# TASK DESCRIPTION
Show each line from the listing that includes the word "rocky".

EXERCISE MATERIAL below:

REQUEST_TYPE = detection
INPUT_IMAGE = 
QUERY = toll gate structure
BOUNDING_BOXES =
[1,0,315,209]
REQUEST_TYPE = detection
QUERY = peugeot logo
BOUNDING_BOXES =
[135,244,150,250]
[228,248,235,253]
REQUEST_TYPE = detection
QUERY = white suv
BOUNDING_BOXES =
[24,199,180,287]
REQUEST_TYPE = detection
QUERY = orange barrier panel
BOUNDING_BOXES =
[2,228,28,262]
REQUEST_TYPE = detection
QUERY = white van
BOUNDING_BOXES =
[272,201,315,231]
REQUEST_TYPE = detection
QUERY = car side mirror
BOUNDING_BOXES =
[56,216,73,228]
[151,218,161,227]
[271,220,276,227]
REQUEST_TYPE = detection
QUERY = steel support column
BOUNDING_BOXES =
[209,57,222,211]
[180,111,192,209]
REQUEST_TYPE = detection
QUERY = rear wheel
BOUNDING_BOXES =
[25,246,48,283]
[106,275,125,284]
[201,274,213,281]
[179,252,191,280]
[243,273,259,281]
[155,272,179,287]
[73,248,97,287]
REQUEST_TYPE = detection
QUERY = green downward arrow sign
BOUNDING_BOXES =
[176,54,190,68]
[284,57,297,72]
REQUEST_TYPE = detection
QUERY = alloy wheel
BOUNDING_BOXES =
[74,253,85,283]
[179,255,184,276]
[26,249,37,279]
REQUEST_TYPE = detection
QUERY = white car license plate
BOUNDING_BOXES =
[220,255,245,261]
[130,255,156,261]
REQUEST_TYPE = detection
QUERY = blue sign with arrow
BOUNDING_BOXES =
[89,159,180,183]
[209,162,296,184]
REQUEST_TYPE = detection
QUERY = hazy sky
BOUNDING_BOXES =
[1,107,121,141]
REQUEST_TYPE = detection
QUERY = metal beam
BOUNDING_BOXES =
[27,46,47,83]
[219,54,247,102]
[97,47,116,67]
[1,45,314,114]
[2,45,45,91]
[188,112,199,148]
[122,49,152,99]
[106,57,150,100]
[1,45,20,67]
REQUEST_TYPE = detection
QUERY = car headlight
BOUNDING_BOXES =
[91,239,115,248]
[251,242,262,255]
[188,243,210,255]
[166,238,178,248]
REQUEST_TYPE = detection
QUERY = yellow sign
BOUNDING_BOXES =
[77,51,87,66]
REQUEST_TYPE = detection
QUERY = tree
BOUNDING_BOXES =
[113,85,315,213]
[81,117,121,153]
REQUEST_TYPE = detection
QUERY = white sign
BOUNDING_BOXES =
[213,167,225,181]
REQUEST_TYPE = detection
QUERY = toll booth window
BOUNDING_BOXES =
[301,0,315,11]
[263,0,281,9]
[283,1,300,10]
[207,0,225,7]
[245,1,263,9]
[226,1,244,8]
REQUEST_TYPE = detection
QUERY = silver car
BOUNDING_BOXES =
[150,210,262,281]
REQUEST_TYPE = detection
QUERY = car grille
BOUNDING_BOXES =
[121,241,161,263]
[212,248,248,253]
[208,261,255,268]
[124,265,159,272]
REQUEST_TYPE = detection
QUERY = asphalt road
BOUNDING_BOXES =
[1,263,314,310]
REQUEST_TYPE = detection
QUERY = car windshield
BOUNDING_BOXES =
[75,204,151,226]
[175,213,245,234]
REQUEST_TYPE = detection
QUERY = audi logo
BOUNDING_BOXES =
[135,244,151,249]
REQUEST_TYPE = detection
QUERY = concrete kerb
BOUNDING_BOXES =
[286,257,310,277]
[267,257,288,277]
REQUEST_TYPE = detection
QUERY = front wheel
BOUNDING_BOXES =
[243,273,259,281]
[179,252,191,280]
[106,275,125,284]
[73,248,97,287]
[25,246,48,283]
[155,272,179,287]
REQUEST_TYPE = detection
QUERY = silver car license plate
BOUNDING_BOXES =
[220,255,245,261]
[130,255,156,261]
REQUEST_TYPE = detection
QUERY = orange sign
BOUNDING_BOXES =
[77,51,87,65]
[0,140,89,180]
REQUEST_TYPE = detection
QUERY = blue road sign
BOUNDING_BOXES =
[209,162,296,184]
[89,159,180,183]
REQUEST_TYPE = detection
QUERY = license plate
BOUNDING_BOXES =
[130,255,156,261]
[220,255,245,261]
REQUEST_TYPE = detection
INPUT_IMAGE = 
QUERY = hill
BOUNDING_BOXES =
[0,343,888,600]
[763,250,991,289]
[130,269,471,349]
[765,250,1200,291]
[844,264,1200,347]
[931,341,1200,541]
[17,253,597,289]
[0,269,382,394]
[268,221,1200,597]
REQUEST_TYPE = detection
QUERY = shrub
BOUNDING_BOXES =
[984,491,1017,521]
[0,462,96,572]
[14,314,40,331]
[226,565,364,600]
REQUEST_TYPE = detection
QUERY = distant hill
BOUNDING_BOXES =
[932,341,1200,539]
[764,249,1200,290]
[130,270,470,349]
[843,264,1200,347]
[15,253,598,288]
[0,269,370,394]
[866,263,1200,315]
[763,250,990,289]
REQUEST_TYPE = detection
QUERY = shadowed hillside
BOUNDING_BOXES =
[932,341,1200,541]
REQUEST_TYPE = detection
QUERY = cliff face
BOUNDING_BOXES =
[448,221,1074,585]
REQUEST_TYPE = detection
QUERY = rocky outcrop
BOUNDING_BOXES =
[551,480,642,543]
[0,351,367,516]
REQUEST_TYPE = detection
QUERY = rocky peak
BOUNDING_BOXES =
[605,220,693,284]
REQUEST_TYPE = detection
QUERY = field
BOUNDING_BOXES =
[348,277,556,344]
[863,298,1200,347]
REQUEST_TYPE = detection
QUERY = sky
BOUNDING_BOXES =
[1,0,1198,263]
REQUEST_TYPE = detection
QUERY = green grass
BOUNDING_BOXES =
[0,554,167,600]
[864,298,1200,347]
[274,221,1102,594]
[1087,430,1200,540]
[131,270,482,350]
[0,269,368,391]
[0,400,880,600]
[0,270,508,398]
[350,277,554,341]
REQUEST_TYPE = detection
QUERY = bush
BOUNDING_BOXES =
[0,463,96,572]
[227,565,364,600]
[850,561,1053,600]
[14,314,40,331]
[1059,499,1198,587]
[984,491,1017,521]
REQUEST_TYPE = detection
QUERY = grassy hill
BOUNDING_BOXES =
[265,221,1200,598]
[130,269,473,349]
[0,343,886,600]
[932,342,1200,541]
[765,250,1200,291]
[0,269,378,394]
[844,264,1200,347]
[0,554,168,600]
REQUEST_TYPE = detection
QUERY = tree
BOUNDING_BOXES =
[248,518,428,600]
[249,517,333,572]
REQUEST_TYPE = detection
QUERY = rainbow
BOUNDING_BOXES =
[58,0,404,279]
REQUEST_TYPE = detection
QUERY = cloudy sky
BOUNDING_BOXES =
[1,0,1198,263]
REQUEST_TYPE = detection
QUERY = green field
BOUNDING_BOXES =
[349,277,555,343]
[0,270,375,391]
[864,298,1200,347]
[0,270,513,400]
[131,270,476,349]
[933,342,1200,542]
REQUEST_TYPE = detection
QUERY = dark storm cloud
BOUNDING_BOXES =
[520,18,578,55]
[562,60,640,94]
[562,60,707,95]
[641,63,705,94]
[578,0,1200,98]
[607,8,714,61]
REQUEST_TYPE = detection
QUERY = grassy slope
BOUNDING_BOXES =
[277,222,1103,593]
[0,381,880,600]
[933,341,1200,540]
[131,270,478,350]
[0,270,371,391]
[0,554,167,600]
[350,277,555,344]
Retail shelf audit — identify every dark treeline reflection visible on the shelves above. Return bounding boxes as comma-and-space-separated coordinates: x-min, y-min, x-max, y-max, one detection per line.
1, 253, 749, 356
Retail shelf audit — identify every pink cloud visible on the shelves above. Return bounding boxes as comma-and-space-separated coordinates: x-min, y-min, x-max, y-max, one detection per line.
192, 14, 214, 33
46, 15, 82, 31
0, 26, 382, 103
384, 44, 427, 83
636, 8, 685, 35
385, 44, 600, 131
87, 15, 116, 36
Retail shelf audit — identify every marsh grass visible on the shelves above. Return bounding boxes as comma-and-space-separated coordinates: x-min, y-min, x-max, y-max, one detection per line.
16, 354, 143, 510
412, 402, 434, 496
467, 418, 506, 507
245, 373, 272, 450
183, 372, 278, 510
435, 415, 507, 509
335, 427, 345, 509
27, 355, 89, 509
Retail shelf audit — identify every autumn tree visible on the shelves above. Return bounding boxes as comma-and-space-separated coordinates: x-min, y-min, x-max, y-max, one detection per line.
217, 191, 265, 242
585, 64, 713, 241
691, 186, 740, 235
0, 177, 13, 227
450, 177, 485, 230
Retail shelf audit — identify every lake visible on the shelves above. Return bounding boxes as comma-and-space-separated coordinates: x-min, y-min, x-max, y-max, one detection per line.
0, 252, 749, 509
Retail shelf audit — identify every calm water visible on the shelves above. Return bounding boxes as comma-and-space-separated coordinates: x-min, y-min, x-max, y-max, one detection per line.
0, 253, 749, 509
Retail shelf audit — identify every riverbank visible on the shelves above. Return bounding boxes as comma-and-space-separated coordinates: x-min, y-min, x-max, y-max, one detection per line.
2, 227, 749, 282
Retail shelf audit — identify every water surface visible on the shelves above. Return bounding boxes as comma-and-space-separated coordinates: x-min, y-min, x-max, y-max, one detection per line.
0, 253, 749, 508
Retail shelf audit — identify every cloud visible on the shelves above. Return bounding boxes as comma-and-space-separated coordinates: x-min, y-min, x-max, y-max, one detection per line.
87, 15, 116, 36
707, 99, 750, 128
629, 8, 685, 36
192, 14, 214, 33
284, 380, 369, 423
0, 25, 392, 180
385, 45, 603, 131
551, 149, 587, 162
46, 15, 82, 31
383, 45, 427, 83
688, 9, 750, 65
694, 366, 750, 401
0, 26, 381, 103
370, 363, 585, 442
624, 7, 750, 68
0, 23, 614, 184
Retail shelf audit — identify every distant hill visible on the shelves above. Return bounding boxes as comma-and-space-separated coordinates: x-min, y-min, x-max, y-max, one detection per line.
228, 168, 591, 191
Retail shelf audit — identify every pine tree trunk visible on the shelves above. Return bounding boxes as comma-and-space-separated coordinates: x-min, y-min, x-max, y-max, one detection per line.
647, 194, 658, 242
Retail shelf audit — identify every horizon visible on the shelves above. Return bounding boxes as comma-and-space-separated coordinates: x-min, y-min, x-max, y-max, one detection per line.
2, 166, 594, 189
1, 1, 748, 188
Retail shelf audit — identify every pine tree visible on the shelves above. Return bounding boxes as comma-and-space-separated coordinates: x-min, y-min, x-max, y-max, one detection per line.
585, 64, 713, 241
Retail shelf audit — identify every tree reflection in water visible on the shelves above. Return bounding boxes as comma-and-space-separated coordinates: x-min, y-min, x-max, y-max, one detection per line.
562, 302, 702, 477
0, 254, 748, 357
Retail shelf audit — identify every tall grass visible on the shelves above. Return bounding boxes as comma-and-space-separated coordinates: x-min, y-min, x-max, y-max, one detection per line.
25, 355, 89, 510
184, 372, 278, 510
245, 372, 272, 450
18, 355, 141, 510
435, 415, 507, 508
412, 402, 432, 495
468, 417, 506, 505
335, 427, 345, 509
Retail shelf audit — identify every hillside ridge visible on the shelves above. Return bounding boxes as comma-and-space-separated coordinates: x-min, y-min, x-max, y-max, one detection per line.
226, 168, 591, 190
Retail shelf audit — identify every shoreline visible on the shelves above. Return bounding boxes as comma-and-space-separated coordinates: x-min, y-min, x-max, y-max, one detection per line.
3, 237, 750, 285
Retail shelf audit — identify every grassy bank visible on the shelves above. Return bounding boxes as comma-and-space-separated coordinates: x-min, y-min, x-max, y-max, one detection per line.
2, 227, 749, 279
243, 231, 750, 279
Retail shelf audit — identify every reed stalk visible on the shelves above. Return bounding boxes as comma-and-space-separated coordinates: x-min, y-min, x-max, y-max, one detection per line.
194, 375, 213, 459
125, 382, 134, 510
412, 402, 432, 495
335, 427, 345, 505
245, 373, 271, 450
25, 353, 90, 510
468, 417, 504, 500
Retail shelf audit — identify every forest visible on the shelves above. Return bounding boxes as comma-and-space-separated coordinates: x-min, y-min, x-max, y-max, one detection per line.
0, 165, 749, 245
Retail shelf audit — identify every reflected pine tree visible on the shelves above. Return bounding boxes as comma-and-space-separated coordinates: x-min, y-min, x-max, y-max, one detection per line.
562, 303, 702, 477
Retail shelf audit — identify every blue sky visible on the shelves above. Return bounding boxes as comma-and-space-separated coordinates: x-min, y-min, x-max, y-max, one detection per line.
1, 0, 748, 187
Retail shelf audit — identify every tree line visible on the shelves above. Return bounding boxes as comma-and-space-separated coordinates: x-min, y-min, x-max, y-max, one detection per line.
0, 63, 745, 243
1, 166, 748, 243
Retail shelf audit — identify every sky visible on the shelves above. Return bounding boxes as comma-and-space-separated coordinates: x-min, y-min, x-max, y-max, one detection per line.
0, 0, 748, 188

End of EXERCISE MATERIAL.

# RESPONSE TO THIS EXERCISE
QUERY = rocky outcrop
QUERY = rocky peak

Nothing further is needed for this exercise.